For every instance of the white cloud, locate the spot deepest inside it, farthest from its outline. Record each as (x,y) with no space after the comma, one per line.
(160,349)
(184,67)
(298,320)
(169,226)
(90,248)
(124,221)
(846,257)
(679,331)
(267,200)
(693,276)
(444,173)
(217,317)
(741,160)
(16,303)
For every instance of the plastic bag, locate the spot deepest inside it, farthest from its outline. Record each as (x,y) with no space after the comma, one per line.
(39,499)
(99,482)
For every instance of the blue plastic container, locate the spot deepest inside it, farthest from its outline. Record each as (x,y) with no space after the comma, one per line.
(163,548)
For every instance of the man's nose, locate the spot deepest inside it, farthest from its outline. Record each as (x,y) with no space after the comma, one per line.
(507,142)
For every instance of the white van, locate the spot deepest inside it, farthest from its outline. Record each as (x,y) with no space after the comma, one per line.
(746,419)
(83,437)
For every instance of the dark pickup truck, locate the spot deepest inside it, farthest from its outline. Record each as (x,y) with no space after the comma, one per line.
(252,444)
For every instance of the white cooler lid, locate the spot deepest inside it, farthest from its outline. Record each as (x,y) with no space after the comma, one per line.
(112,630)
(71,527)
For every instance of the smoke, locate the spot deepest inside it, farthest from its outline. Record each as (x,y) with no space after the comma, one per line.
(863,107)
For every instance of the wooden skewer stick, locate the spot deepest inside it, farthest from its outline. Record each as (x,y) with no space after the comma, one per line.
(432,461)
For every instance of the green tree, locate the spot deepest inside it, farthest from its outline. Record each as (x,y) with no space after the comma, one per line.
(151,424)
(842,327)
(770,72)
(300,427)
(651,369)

## HOW TO COMPLETE THIS TASK
Everything in the data must be repeated exactly; leave no line out.

## WRITTEN SOLUTION
For every instance of the white cloud, locate the spot deepest inside it, farthest from its outline. Record each as (x,y) with no space after the comma, one per line.
(160,349)
(184,67)
(298,320)
(169,226)
(90,248)
(124,221)
(846,257)
(679,331)
(267,200)
(693,276)
(444,173)
(217,317)
(741,160)
(16,303)
For every instance of the plastic bag, locate the spot deepest inside it, farthest from its outline. Record each as (x,y) with no space after the comma, one per line.
(39,499)
(99,482)
For every instance of the blue plastic container, locate the spot deepest inside it, farthest from its outline. Record each as (x,y) with no space after the comma, one per line.
(163,548)
For every instance of the man's nose, locate the spot deepest inside it, farthest from its outline. Record each as (x,y) with no space after the comma, one per line.
(507,142)
For every instance of the white van, locate the spot deepest inside it, farthest from its outline. Record each as (x,y) with no space after the comma, one per line.
(746,419)
(83,437)
For every instance of the dark pickup truck, locate the spot deepest inside it, farthest from its outline. Record each as (x,y) with no space after the comma, one per line.
(252,444)
For every instance of the white cooler lid, locate the spot deepest inside it, farthest from its outline. Record each as (x,y) with no space after the comma, one per line.
(112,630)
(71,527)
For every instance of the smoke, locate the spot deepest inside it, farthest from its outline. Record each as (x,y) with no space after the comma, one per line.
(863,107)
For every instance of the wooden skewer stick, locate the spot deepest inside it, farthest from its outline. Record each as (x,y) with no space after the comma, one per line.
(432,461)
For every instance of the green tree, locate the spot deepest inside it, farthest from its outline. Record each as (x,y) with no space after the comma, one per line.
(151,424)
(842,327)
(770,72)
(300,427)
(651,369)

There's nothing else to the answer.